■ Document text

= = = = = = =

The Most Beautiful Man in ExistenceHow is it that this evidence has only recently come to light? Sometime in the 1830s, in a hiatus between two court actions, an Edinburgh solicitor, John Gibson, lodged a trunk containing Lesassier Hamilton's difficult-to-decipher diary and papers in the College (Hamilton unpublished (b)). There the trunk remained, undisturbed, but stored safely and listed in the Manuscript Catalogue until 1987, when the then College Archivist, Joy Pitman, catalogued it in detail and wrote about it in the College Journal (Pitman 1987). Ms Pitman uncovered a fascinating story that was so intriguing that an American historian, Lisa Rosner, has written a book based on the papers (Rosner 1999).

Among the manuscripts are papers about Lesassier Hamilton's Edinburgh medical studies, Army Medical Department service in the Peninsular War, graduation from Edinburgh, midwifery practice, and his writing as a novelist! But that is not all there is in the archive. The court action was a divorce and it is easy to see why the solicitor representing Lesassier Hamilton's wife wanted to use the material: the papers contain an extraordinary record of his numerous extra-marital adventures. And as his numerous female partners, creditors and professional colleagues discovered, Dr Lesassier Hamilton was not always entirely reliable. Lesassier Hamilton's comprehensive diaries do not include any mention of a bloodletting trial in Elvas.

Did the trial take place? The evidence of Lesassier Hamilton's MD thesis must be weighed against the evidence of Lesassier Hamilton's diaries. Corroborative evidence also can be considered ­ there is evidence that Lesassier Hamilton's colleague, Mr Anderson, was at Elvas in 1809 (Anderson 1976), but against that is the fact that pamphlets recommending bloodletting were still being written by serving officers in 1813. Then again, the diaries show that Hamilton liked record keeping and that his work was appreciated by the director of medical services during the Peninsular War - the administrative reformer James McGrigor. Even if the account of the bloodletting trial was fabricated, however, it is still remarkable that Hamilton chose to describe the experiment in the terms that he did, particularly if he judged that his description of alternation and standard conditions would impress his examiners and other readers.

References:

Hamilton AL (1816). Dissertatio Medica Inauguralis De Synocho Castrensi. Edinburgh: J Ballantyne.

Hamilton AL (unpublished (a)). Dissertatio Medica Inauguralis De Synocho Castrensi manuscript translation. Royal College of Physicians of Edinburgh. Alexander Hamilton Collection [11/70]

Hamilton A (unpublished (b). Manuscript journals. Royal College of Physicians of Edinburgh. Alexander Hamilton Collection [11/72]

Pitman J (1987). Alexander (Lessasier) Hamilton: an eventful life. Proceedings of the Royal College of Physicians of Edinburgh 17:286-290.

Rosner L (1999). The most beautiful man in existence: the scandalous life of Alexander Lesassier. Philadelphia: University of Pennsylvania Press.

Anderson A (1976). My dear Cath …the story of an army doctor's wife. Peebles.

Milne I, Chalmers I (2001). Tackling bias in assessing the effects of health care interventions: early contributions from James Lind, Alexander Lesassier Hamilton and T. Graham Balfour. Proc Roy Soc Coll Phys Edin 31 Suppl 9:46-48.

= = = = = = =

■ Data for analysis

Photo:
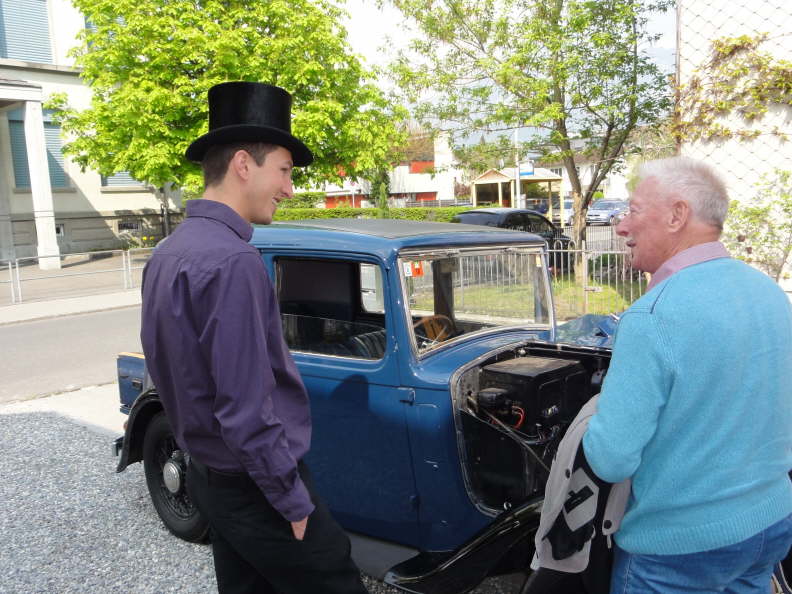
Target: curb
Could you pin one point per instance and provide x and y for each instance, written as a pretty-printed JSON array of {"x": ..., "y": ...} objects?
[{"x": 42, "y": 310}]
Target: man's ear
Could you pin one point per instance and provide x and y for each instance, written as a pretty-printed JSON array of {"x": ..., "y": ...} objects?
[
  {"x": 240, "y": 164},
  {"x": 678, "y": 215}
]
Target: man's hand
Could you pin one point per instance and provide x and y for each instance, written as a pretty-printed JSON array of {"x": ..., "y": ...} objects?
[{"x": 299, "y": 527}]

= = = = = = =

Using the text about Lesassier Hamilton's papers, answer these questions:
(a) In what year did Joy Pitman catalogue the trunk in detail?
(b) What kind of court action was it?
(c) Who directed medical services during the Peninsular War?

■ Solved exercise
(a) 1987
(b) A divorce
(c) James McGrigor